### Exercise
Transcribe the entries exactly; images are not part of the copy.

(Source records)

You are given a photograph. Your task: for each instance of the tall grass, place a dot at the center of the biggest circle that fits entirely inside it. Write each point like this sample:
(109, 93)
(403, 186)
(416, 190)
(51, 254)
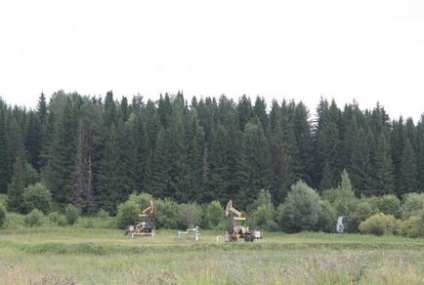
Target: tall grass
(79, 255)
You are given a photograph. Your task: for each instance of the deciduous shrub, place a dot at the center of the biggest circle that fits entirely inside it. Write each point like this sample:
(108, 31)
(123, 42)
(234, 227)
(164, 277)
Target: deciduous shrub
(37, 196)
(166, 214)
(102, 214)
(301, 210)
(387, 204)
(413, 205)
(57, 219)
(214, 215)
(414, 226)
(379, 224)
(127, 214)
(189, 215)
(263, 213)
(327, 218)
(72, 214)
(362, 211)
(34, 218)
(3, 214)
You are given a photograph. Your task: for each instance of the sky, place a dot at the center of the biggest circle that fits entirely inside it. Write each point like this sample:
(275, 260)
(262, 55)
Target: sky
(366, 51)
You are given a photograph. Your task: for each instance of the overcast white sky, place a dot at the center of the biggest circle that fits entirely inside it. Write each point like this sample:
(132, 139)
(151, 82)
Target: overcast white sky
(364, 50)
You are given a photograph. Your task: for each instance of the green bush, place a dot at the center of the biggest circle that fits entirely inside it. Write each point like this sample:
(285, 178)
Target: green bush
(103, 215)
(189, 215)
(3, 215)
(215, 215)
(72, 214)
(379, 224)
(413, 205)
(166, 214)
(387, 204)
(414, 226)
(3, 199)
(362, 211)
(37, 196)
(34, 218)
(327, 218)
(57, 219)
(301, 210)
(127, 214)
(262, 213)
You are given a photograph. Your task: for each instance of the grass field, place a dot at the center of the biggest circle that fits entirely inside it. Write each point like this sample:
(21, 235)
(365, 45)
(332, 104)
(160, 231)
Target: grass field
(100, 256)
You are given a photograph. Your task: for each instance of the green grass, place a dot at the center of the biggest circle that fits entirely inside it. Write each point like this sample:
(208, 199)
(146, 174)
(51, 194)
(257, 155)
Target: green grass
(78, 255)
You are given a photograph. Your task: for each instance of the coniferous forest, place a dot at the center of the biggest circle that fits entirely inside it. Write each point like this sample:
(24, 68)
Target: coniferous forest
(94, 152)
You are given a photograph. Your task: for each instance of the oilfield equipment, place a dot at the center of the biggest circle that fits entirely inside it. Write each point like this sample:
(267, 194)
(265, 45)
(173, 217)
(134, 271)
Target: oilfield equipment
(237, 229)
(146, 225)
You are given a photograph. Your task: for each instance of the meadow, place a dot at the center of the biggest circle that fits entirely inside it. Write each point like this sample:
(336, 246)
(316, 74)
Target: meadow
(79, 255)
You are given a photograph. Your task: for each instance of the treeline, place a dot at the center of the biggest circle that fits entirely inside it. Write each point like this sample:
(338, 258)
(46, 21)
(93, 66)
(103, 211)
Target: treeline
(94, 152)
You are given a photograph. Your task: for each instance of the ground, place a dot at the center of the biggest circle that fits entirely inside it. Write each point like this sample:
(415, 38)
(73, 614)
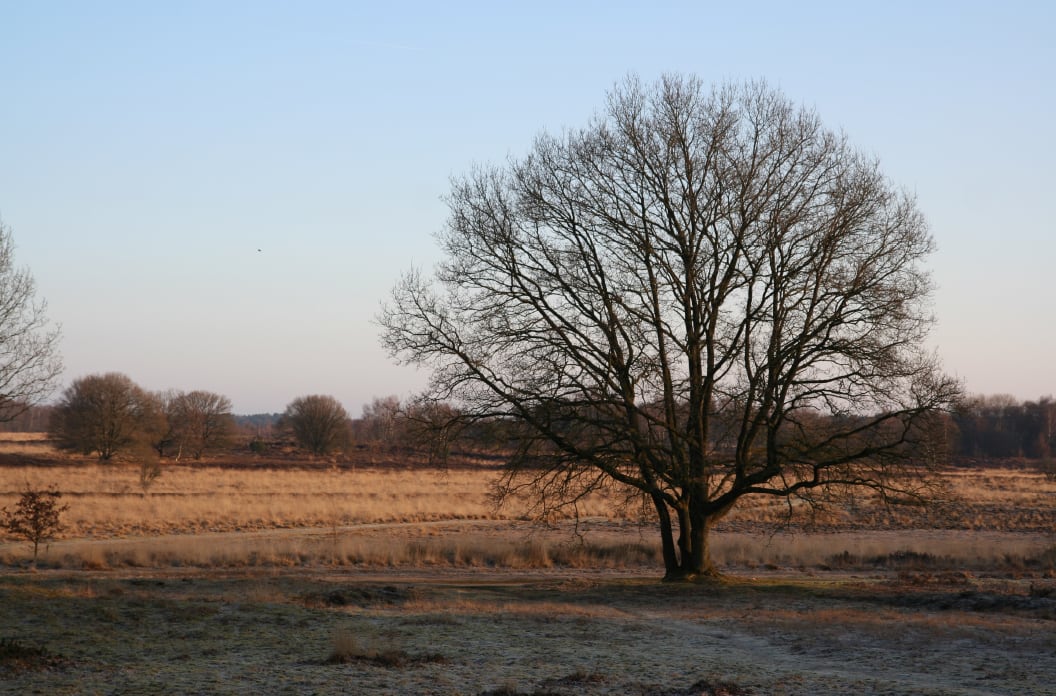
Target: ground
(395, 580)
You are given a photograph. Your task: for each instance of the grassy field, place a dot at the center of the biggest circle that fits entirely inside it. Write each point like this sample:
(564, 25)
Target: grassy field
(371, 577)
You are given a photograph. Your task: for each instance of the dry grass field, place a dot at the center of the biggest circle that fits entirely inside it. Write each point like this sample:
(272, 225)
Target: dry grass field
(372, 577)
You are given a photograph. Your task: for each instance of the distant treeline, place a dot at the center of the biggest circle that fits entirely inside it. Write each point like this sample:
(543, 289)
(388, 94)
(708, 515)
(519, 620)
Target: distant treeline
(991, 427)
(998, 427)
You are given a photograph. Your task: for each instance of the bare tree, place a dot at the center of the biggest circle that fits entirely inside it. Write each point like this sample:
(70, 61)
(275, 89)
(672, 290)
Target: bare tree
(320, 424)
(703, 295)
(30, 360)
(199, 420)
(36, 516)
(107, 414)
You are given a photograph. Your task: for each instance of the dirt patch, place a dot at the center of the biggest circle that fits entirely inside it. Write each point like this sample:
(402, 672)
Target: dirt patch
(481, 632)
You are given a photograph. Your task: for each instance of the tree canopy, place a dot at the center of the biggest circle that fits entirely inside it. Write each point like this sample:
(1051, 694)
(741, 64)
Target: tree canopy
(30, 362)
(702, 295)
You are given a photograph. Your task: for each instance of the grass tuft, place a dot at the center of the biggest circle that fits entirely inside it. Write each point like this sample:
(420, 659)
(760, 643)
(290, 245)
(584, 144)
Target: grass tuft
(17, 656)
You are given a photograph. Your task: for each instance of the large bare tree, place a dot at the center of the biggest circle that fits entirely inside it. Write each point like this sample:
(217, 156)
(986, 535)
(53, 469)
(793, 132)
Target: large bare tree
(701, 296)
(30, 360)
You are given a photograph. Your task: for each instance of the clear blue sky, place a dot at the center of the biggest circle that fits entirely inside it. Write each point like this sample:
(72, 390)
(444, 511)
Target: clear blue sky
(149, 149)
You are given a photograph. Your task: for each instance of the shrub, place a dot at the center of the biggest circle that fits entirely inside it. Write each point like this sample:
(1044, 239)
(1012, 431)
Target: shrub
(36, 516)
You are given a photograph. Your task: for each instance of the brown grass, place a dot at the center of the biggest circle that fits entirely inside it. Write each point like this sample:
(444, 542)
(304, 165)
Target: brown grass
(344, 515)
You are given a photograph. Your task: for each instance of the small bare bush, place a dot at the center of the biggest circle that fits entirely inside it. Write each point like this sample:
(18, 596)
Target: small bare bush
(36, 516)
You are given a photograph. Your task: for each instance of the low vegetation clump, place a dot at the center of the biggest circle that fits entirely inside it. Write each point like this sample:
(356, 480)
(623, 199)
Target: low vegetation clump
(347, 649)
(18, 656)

### Answer section
You are given a photograph. Your task: for each instance of the tall grass, place a dot at the center of the biggest circle that fits entirely inside it. Write each point like this sample:
(109, 93)
(403, 186)
(416, 190)
(51, 254)
Target: tall grass
(79, 255)
You are given a photograph. Your task: for each instance of the deciduous shrub, place a dot at the center of the biggest circle that fits entirely inside it. Write each point like this sample:
(108, 31)
(123, 42)
(234, 227)
(164, 277)
Target: deciduous shrub
(37, 196)
(166, 214)
(102, 214)
(301, 210)
(387, 204)
(413, 205)
(57, 219)
(214, 215)
(414, 226)
(379, 224)
(127, 214)
(189, 215)
(263, 213)
(327, 218)
(72, 214)
(362, 211)
(34, 218)
(3, 214)
You are given a photograph. Your task: for each instance of the sky, place a dot at the center of the biggest circle that fits entirely inside it. Write each point like this sample:
(275, 260)
(262, 55)
Target: sky
(366, 51)
You are given a photograph. Your task: for each instance of the overcast white sky, place a dot at the center of the biggest circle that fits entirely inside it. Write each point like this sample:
(132, 139)
(151, 82)
Target: overcast white sky
(364, 50)
You are given a photograph. Your task: for each instance of the green bush, place a dot at the center of the biggest circle that fits entirely inside it. Write each point like this sample:
(285, 178)
Target: green bush
(103, 215)
(189, 215)
(3, 215)
(215, 215)
(72, 214)
(379, 224)
(413, 205)
(166, 214)
(387, 204)
(414, 226)
(3, 199)
(362, 211)
(37, 196)
(34, 218)
(327, 218)
(57, 219)
(301, 210)
(127, 214)
(262, 213)
You are given a photograph. Your task: for each instance of the grass field, place a dot at the center of the biggest circle that fits entirely inside it. Write each point like this sample:
(21, 235)
(365, 45)
(332, 104)
(160, 231)
Target: grass field
(100, 256)
You are given a photograph. Your task: for each instance of the green grass, place a dot at the center of the biggest circle that fits entirely inside it. Write each point like this sample:
(208, 199)
(146, 174)
(51, 194)
(257, 155)
Target: green grass
(78, 255)
You are given a photograph. Your task: for each instance of the coniferous forest, place a dot at the center of the biggest circle that fits entirely inside it. Write each point like this sample:
(24, 68)
Target: coniferous forest
(94, 152)
You are given a photograph. Your task: for each instance of the oilfield equipment, place a dot at the center of the biggest circle that fits entirely inside it. Write each point like this sample:
(267, 194)
(265, 45)
(173, 217)
(134, 271)
Target: oilfield equipment
(237, 229)
(146, 225)
You are given a photograph. Your task: for each instance of the meadow, place a dot at the center of the biggest circle that fits entirely inside it. Write each point like this sample:
(336, 246)
(316, 74)
Target: meadow
(79, 255)
You are given a photograph. Your task: for each instance of the treeline, place a dot at the center of the biggest circle that fits entirely inside it. Write each point like this sample:
(338, 258)
(46, 21)
(93, 66)
(103, 211)
Target: treeline
(94, 152)
You are given a photograph. Your task: for each instance of the ground, place a dot at the center of the biggest circle that fits entirely inside it. Write each point like this sample:
(415, 38)
(73, 614)
Target: ground
(395, 580)
You are given a photograph. Your task: for each instance of the grassy field, place a dot at the center of the biggest circle that fits entirely inside it. Write each point like this sample:
(564, 25)
Target: grassy field
(371, 577)
You are given a photograph. Your task: for each instance of the dry grass field, place a dot at the center of the biggest circle that fits entirely inside it. Write each point like this sample:
(272, 225)
Target: dry grass field
(372, 577)
You are given a photograph. Your task: for each instance of the distant treeline, place a dot at the center of the biggest circle that fits entirely inside it. Write each point like this sample:
(543, 289)
(388, 94)
(708, 515)
(519, 620)
Target: distant treeline
(991, 427)
(998, 427)
You are given a photograph. Your task: for each instance of the bare tree, place a dot at the center of the biggest circle that fits entirely inside it. Write each point like this sample:
(70, 61)
(275, 89)
(672, 290)
Target: bare tree
(320, 424)
(703, 295)
(30, 360)
(199, 420)
(36, 516)
(107, 414)
You are given a photograph. Your task: for each instance of the dirt patch, place a dot at the center of the biggest circle that fits entirely inside it. Write each point like this sample:
(402, 672)
Target: dirt patch
(481, 632)
You are given a photograph. Your task: for each instance of the tree canopy, place a dot at the center of the biggest circle that fits entirely inside it. Write each point like this sample:
(1051, 694)
(741, 64)
Target: tree canopy
(30, 362)
(702, 295)
You are given a photograph. Your task: for each instance of the grass tuft, place a dot at the center of the biggest circle that fits entirely inside it. Write each point like this sample:
(420, 659)
(760, 643)
(290, 245)
(584, 144)
Target: grass tuft
(17, 656)
You are given a photograph. Your task: for each instance of the large bare tree, place a dot at the center of the biggest circle that fits entirely inside it. Write each point like this sample:
(217, 156)
(986, 535)
(53, 469)
(793, 132)
Target: large bare tree
(701, 296)
(30, 360)
You are given a photograph. Your task: for each instance of the clear blue sky, place a dot at the center of the biggest circle that fits entirely inside it. Write each point like this sample:
(72, 390)
(444, 511)
Target: clear blue sky
(149, 149)
You are given a photograph. Your task: for each instance of the shrub, place a dot at the center of the biggest circle that fits entirely inside it. Write each point like this sample:
(1044, 239)
(1012, 431)
Target: shrub
(36, 516)
You are given a photograph. Your task: for each instance of the brown grass, place a dot at the center of the biggest circle that fits entirely inside it. Write each point like this sample:
(444, 542)
(304, 165)
Target: brown grass
(344, 515)
You are given a photograph. Your task: for each instance of the small bare bush, place a dot at the center of the biggest circle that fits entirely inside it. Write each point like this sample:
(18, 596)
Target: small bare bush
(36, 516)
You are given a photograph. Your task: for each instance of the low vegetation clump, place a dot at the center of the biggest circle that fits entirely inside it. Write each point like this sample:
(356, 480)
(623, 199)
Target: low vegetation clump
(347, 649)
(18, 656)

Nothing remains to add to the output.